Task details: In the entries that follow, repeat exactly the lines from the one that has "saucer, with integer pixel coordinates." through the one that has "Expected output: a single point for each instance of the dark", but omit pictures.

Excerpted data:
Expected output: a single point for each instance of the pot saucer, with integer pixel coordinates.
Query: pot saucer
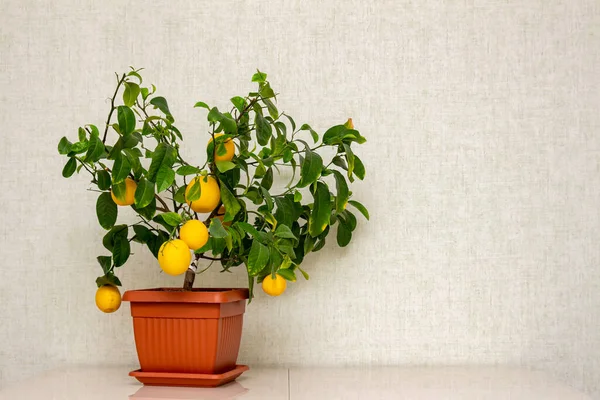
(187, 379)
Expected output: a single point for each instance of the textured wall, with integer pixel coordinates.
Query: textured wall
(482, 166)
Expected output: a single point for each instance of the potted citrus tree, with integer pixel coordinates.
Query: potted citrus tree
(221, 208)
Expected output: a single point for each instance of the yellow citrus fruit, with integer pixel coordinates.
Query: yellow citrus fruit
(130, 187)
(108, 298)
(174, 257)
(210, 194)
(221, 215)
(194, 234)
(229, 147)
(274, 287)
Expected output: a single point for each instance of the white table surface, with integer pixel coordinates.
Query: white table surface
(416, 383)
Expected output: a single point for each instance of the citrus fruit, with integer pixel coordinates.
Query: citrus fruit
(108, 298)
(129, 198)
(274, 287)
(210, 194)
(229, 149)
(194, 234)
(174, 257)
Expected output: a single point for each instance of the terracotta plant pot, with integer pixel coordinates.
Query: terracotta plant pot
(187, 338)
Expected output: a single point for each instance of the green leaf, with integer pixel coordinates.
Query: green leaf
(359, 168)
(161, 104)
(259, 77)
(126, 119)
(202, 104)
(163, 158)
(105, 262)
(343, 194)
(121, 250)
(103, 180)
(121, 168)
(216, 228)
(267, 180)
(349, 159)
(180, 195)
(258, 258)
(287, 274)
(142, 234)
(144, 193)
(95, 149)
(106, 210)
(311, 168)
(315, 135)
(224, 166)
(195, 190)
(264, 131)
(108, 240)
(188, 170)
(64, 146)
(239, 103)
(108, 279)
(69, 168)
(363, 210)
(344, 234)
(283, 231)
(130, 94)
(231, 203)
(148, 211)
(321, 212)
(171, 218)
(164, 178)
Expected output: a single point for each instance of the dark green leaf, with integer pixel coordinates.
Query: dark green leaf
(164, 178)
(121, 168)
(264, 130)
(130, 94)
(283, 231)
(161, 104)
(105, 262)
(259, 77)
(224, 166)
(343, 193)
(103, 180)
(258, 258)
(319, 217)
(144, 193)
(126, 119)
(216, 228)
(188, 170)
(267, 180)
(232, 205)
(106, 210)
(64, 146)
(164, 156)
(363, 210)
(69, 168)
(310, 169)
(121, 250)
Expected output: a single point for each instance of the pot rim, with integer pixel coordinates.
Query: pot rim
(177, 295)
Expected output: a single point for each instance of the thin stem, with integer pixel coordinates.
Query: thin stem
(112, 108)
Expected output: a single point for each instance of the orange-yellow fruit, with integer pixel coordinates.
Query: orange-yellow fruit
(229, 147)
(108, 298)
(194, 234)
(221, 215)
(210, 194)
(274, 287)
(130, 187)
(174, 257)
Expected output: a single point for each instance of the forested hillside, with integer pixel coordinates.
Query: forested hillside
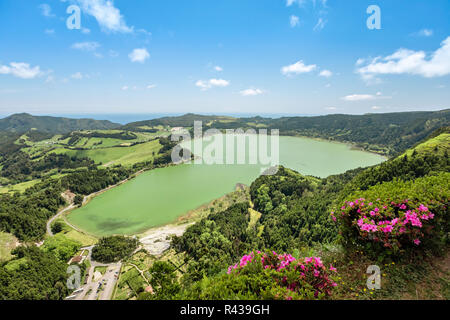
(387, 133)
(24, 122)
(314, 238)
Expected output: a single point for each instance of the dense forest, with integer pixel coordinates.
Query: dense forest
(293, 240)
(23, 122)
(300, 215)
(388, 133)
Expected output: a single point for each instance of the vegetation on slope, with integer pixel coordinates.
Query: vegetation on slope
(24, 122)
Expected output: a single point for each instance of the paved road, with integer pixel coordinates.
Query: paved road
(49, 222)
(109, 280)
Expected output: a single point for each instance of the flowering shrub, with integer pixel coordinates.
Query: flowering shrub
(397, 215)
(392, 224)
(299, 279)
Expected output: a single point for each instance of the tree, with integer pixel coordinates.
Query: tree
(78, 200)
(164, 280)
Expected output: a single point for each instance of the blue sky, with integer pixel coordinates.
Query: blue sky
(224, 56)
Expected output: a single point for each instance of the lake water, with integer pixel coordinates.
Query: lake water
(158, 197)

--

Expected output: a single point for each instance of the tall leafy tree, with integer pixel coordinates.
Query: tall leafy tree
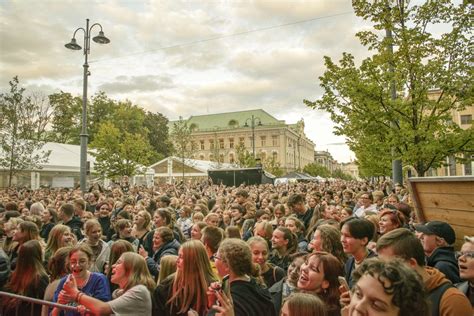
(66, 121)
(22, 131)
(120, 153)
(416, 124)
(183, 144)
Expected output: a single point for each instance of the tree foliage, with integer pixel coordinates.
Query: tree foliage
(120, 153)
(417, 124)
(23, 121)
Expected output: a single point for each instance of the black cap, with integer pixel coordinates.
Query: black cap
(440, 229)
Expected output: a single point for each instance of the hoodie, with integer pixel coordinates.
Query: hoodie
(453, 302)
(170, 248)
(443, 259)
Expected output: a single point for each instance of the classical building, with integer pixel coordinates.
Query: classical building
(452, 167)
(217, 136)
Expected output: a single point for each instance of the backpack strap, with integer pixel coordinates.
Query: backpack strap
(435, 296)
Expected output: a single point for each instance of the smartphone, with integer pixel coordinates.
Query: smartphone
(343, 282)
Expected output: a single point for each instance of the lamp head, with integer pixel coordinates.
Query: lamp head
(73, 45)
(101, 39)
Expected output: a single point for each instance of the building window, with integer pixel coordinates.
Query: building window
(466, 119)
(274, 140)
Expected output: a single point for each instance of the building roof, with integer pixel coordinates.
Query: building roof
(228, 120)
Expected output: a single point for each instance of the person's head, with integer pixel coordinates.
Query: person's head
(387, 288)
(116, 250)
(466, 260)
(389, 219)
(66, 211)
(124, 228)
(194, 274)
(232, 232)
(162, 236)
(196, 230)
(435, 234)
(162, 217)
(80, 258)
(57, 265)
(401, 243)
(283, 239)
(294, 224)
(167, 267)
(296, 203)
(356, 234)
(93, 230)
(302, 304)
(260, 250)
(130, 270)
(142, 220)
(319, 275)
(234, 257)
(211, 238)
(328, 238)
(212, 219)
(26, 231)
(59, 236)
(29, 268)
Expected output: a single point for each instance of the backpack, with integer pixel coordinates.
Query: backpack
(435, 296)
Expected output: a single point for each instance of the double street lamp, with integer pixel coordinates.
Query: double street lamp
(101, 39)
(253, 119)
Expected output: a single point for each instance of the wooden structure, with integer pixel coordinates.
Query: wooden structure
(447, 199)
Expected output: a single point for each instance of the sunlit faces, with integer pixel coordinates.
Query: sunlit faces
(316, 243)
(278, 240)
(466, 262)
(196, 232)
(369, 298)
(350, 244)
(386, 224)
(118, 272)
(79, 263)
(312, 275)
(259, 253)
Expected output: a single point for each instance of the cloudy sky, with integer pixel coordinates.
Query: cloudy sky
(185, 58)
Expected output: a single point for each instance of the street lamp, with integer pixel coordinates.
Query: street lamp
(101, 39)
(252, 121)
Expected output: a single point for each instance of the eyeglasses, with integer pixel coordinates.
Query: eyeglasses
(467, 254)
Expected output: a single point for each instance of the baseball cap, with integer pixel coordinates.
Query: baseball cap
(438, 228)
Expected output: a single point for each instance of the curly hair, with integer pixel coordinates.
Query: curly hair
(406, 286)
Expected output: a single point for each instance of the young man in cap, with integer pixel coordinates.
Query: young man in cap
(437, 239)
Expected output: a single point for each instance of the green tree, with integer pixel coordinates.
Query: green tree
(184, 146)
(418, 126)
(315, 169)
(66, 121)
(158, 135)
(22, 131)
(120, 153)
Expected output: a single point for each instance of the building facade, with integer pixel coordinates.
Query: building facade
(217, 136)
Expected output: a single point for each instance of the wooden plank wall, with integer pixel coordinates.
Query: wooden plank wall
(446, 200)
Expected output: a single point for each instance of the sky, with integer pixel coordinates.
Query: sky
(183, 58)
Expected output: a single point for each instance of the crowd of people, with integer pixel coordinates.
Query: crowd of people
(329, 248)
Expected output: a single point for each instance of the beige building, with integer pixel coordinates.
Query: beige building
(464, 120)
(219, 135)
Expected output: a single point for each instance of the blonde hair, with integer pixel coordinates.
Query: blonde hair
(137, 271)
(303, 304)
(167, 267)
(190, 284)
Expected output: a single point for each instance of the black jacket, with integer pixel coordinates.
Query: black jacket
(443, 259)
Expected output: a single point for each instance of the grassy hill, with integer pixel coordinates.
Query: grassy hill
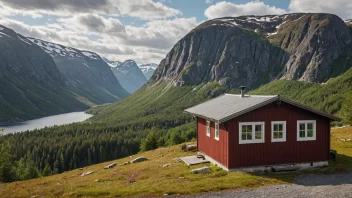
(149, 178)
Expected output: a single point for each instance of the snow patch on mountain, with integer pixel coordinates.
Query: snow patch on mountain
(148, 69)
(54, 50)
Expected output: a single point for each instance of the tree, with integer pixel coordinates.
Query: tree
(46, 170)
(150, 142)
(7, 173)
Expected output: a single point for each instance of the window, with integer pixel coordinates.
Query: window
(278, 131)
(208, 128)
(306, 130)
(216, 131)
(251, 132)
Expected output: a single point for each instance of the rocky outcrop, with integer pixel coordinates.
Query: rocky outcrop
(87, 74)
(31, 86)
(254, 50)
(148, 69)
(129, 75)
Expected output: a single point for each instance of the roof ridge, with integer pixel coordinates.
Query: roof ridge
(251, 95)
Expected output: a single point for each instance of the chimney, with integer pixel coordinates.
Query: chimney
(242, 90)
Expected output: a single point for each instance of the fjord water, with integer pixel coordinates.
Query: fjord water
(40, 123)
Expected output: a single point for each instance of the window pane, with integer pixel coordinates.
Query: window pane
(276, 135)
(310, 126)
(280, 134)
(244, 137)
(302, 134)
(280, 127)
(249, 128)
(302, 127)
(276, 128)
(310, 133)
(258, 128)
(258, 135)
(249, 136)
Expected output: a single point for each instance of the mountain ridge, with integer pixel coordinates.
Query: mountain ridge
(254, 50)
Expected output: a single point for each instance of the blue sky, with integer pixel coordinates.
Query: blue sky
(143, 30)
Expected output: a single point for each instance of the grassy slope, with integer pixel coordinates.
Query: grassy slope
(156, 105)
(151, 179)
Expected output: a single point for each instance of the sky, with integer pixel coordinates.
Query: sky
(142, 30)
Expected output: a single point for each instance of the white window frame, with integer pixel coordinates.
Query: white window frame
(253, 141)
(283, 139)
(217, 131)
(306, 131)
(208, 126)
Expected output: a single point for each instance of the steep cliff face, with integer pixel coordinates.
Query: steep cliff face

Answer section:
Expected output: a single point for each instance of the pot saucer, with integer pixel coordinates.
Query: pot saucer
(187, 379)
Expected output: a single point for each instance of the textured wall, with integer pixel coordinates.
Query: textured wall
(482, 166)
Expected output: a single point for each instance of the potted citrus tree, with integer pixel coordinates.
Query: potted citrus tree
(221, 208)
Expected output: a single point for each instance of the yellow citrus fruit, with integer pixel coordinates.
Query: yellow citrus fruit
(130, 187)
(108, 298)
(174, 257)
(210, 194)
(221, 215)
(194, 234)
(229, 147)
(274, 287)
Expected output: a single point for each instance of the white table surface, with integer pixel coordinates.
Query: white table surface
(416, 383)
Expected output: a single point for each instance of the citrus fruit, with integer pixel coordinates.
Query: citrus fruit
(108, 298)
(129, 198)
(274, 287)
(210, 194)
(229, 149)
(194, 234)
(174, 257)
Expected output: a single point for each instance of the terracotta plant pot, with integer pixel coordinates.
Query: terracotta plant pot
(187, 338)
Expected output: a single point for each instance of the green leaf, with integer pixel coordinates.
Query: green leaf
(359, 168)
(161, 104)
(259, 77)
(126, 119)
(202, 104)
(163, 158)
(105, 262)
(343, 194)
(121, 250)
(103, 180)
(121, 168)
(216, 228)
(267, 180)
(349, 159)
(180, 195)
(258, 258)
(287, 274)
(142, 234)
(144, 193)
(95, 149)
(106, 210)
(311, 168)
(315, 135)
(224, 166)
(195, 190)
(264, 131)
(108, 240)
(188, 170)
(64, 146)
(239, 103)
(108, 279)
(69, 168)
(363, 210)
(344, 234)
(283, 231)
(130, 94)
(231, 203)
(148, 211)
(321, 212)
(171, 218)
(164, 178)
Expected output: a single point for each instance of the dark green leaf, with integer pixel coordinates.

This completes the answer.